_Data records:_
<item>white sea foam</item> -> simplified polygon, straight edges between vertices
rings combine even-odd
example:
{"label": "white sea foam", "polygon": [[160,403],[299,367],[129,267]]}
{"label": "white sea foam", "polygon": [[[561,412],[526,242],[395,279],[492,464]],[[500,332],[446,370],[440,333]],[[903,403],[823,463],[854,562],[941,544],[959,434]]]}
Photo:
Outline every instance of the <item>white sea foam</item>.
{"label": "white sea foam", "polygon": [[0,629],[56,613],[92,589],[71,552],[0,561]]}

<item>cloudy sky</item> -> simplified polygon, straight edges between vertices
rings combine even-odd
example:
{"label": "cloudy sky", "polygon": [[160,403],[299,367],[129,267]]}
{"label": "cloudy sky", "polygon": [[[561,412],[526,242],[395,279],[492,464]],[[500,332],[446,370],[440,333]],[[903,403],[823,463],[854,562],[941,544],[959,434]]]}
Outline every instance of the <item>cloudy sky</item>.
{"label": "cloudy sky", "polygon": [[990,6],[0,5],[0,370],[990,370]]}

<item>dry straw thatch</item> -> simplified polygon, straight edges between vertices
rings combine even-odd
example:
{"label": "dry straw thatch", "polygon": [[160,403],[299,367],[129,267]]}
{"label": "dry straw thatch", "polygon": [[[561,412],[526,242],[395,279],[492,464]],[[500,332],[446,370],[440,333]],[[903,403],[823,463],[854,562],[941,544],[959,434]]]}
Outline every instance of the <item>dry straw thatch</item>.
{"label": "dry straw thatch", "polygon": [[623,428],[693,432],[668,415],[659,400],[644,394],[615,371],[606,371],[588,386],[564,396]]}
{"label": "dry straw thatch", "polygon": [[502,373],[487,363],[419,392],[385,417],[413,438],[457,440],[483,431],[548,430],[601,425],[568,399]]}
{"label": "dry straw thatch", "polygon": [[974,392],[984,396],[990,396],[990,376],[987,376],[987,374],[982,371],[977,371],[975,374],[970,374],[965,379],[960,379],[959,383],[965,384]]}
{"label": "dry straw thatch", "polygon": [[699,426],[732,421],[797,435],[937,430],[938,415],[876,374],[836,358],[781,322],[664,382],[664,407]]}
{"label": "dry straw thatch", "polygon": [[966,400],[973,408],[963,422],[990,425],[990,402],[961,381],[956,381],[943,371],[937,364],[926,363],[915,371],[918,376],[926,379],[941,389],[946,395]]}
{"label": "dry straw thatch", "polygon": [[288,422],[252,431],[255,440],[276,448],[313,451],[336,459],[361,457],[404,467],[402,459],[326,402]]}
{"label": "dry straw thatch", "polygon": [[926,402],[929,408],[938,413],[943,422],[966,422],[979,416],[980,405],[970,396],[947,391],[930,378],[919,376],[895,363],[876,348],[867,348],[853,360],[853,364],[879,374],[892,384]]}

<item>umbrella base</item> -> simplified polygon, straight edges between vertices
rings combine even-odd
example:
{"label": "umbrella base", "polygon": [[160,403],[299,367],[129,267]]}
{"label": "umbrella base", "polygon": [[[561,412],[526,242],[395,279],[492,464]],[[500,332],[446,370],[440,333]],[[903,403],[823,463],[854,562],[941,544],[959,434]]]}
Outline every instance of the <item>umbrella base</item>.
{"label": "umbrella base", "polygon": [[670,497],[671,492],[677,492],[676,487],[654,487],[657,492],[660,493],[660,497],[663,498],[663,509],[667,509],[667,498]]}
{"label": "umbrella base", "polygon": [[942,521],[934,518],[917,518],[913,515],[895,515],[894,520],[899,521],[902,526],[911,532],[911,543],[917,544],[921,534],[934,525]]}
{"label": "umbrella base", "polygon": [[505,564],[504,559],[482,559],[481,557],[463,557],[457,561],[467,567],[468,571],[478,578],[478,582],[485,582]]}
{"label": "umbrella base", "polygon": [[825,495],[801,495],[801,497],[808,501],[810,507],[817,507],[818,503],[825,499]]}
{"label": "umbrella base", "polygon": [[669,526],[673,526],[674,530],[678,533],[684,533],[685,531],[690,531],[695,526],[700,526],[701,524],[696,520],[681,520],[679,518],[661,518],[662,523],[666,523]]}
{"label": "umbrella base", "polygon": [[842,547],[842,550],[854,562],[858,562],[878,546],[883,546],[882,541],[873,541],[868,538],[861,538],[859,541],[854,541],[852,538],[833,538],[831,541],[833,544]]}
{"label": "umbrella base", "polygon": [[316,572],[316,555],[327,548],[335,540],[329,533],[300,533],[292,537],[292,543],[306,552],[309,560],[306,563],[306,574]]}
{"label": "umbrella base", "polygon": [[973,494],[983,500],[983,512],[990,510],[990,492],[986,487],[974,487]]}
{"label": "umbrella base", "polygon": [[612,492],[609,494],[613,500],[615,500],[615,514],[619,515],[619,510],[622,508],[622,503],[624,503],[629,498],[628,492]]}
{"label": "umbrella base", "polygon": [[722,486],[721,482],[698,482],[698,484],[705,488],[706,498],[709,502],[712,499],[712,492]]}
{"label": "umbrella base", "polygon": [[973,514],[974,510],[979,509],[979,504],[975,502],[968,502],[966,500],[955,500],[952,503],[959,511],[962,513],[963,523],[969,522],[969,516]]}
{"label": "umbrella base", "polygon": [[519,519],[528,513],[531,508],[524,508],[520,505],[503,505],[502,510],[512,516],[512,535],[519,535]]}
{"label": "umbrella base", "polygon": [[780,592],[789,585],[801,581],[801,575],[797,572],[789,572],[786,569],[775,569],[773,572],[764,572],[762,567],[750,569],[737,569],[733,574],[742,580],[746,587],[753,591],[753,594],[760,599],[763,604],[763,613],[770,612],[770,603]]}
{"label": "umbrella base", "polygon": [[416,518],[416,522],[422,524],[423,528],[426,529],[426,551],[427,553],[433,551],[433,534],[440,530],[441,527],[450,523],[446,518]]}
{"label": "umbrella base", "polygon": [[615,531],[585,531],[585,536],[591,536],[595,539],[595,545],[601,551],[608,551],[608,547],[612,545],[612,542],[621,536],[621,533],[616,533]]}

_What is expected:_
Take the data above and reproduce it exactly.

_Worked solution:_
<item>white sea foam</item> -> simplified polygon, straight edges between vertices
rings combine even-odd
example:
{"label": "white sea foam", "polygon": [[160,403],[299,367],[129,267]]}
{"label": "white sea foam", "polygon": [[[561,412],[526,242],[395,279],[492,464]],[[500,332],[446,370],[440,333]],[[903,403],[823,463],[854,562],[941,544],[959,434]]]}
Photo:
Outline every instance of the <item>white sea foam</item>.
{"label": "white sea foam", "polygon": [[0,629],[56,613],[92,589],[71,552],[0,561]]}

<item>cloudy sky</item> -> simplified polygon, straight edges between vertices
rings combine even-odd
example:
{"label": "cloudy sky", "polygon": [[160,403],[299,367],[129,267]]}
{"label": "cloudy sky", "polygon": [[[561,412],[526,242],[395,279],[492,464]],[[500,332],[446,370],[440,333]],[[903,403],[823,463],[854,562],[941,544],[959,434]]]}
Outline every instance of the <item>cloudy sky</item>.
{"label": "cloudy sky", "polygon": [[990,6],[0,5],[0,370],[990,370]]}

<item>dry straw thatch</item> -> simplified polygon, straight edges between vertices
rings combine even-odd
example:
{"label": "dry straw thatch", "polygon": [[160,403],[299,367],[129,267]]}
{"label": "dry straw thatch", "polygon": [[[561,412],[526,242],[395,279],[492,464]],[[500,332],[446,370],[440,333]],[[903,403],[823,463],[854,562],[941,544],[959,434]]]}
Outline every instance of the <item>dry straw thatch</item>.
{"label": "dry straw thatch", "polygon": [[623,428],[693,432],[668,415],[659,400],[644,394],[615,371],[606,371],[588,386],[564,396]]}
{"label": "dry straw thatch", "polygon": [[502,373],[487,363],[419,392],[385,417],[413,438],[457,440],[483,431],[548,430],[601,425],[568,399]]}
{"label": "dry straw thatch", "polygon": [[974,392],[984,396],[990,396],[990,376],[987,376],[987,374],[982,371],[977,371],[975,374],[970,374],[965,379],[960,379],[959,383],[965,384]]}
{"label": "dry straw thatch", "polygon": [[699,426],[732,421],[797,435],[937,430],[938,415],[876,374],[836,358],[781,322],[664,382],[664,407]]}
{"label": "dry straw thatch", "polygon": [[966,400],[973,408],[963,422],[990,425],[990,402],[961,381],[956,381],[943,371],[937,364],[926,363],[915,371],[918,376],[926,379],[941,389],[946,395]]}
{"label": "dry straw thatch", "polygon": [[288,422],[252,431],[255,440],[276,448],[313,451],[336,459],[361,457],[404,467],[402,459],[326,402]]}
{"label": "dry straw thatch", "polygon": [[926,402],[929,408],[938,413],[943,422],[966,422],[979,416],[980,405],[970,396],[947,391],[930,378],[919,376],[895,363],[876,348],[867,348],[853,360],[853,364],[879,374],[892,384]]}

<item>umbrella base</item> -> simplified polygon, straight edges between vertices
rings combine even-odd
example:
{"label": "umbrella base", "polygon": [[160,403],[299,367],[129,267]]}
{"label": "umbrella base", "polygon": [[[561,412],[526,242],[395,279],[492,464]],[[500,332],[446,370],[440,333]],[[903,403],[823,463],[854,562],[941,544],[959,434]]]}
Outline every instance of the <item>umbrella base</item>.
{"label": "umbrella base", "polygon": [[670,497],[671,492],[677,492],[676,487],[654,487],[657,492],[660,493],[660,497],[663,498],[663,509],[667,509],[667,498]]}
{"label": "umbrella base", "polygon": [[942,521],[934,518],[917,518],[913,515],[895,515],[894,520],[899,521],[902,526],[911,532],[911,543],[917,544],[921,534],[934,525]]}
{"label": "umbrella base", "polygon": [[505,564],[504,559],[482,559],[481,557],[463,557],[457,561],[467,567],[468,571],[478,578],[478,582],[485,582]]}
{"label": "umbrella base", "polygon": [[825,495],[801,495],[801,497],[808,501],[810,507],[817,507],[818,503],[825,499]]}
{"label": "umbrella base", "polygon": [[669,526],[673,526],[674,530],[678,533],[684,533],[685,531],[690,531],[695,526],[700,526],[701,524],[696,520],[681,520],[679,518],[661,518],[662,523],[666,523]]}
{"label": "umbrella base", "polygon": [[842,547],[842,550],[854,562],[858,562],[878,546],[883,546],[882,541],[873,541],[868,538],[861,538],[859,541],[854,541],[852,538],[833,538],[831,541],[833,544]]}
{"label": "umbrella base", "polygon": [[316,572],[316,555],[327,548],[335,540],[329,533],[300,533],[292,537],[292,543],[306,552],[309,560],[306,563],[306,574]]}
{"label": "umbrella base", "polygon": [[973,494],[983,500],[983,512],[990,510],[990,492],[986,487],[974,487]]}
{"label": "umbrella base", "polygon": [[612,492],[609,494],[613,500],[615,500],[615,514],[619,515],[619,510],[622,508],[622,503],[624,503],[629,498],[628,492]]}
{"label": "umbrella base", "polygon": [[722,486],[721,482],[698,482],[698,484],[705,488],[706,498],[709,502],[712,499],[712,492]]}
{"label": "umbrella base", "polygon": [[973,514],[974,510],[979,509],[979,504],[975,502],[968,502],[966,500],[955,500],[952,503],[959,511],[962,513],[963,523],[969,522],[969,516]]}
{"label": "umbrella base", "polygon": [[519,519],[528,513],[531,508],[524,508],[520,505],[503,505],[502,510],[512,516],[512,535],[519,535]]}
{"label": "umbrella base", "polygon": [[780,592],[789,585],[801,581],[801,575],[797,572],[789,572],[786,569],[775,569],[773,572],[764,572],[762,567],[750,569],[737,569],[733,574],[742,580],[746,587],[753,591],[753,594],[760,599],[763,604],[763,613],[770,612],[770,603]]}
{"label": "umbrella base", "polygon": [[416,518],[416,522],[422,524],[423,528],[426,529],[426,551],[427,553],[433,551],[433,534],[440,530],[441,527],[450,523],[446,518]]}
{"label": "umbrella base", "polygon": [[615,531],[585,531],[585,536],[591,536],[595,539],[595,545],[601,551],[608,551],[608,547],[612,545],[612,542],[621,536],[621,533],[616,533]]}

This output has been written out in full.